WHAT THE TASK ASKS: Pick out all lines with the word "outline" from the records that follow.

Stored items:
· · · ·

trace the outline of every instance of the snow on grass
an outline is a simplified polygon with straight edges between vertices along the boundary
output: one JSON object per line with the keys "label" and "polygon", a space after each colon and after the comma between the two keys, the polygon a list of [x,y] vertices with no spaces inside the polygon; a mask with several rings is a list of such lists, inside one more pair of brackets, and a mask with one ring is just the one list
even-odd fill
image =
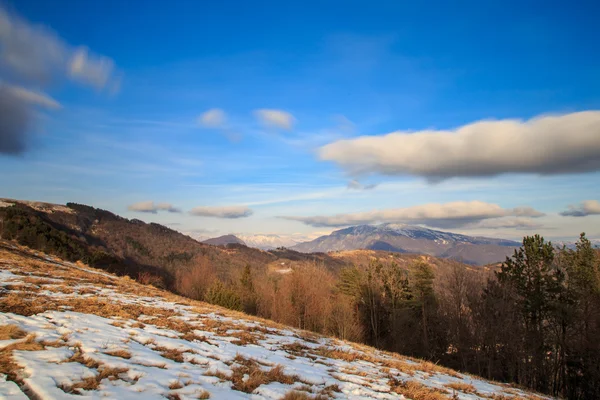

· · · ·

SOLUTION FOR THIS EXERCISE:
trace the outline of every instance of the snow on grass
an outline is a simplified polygon with straight edges between vertices along the boundary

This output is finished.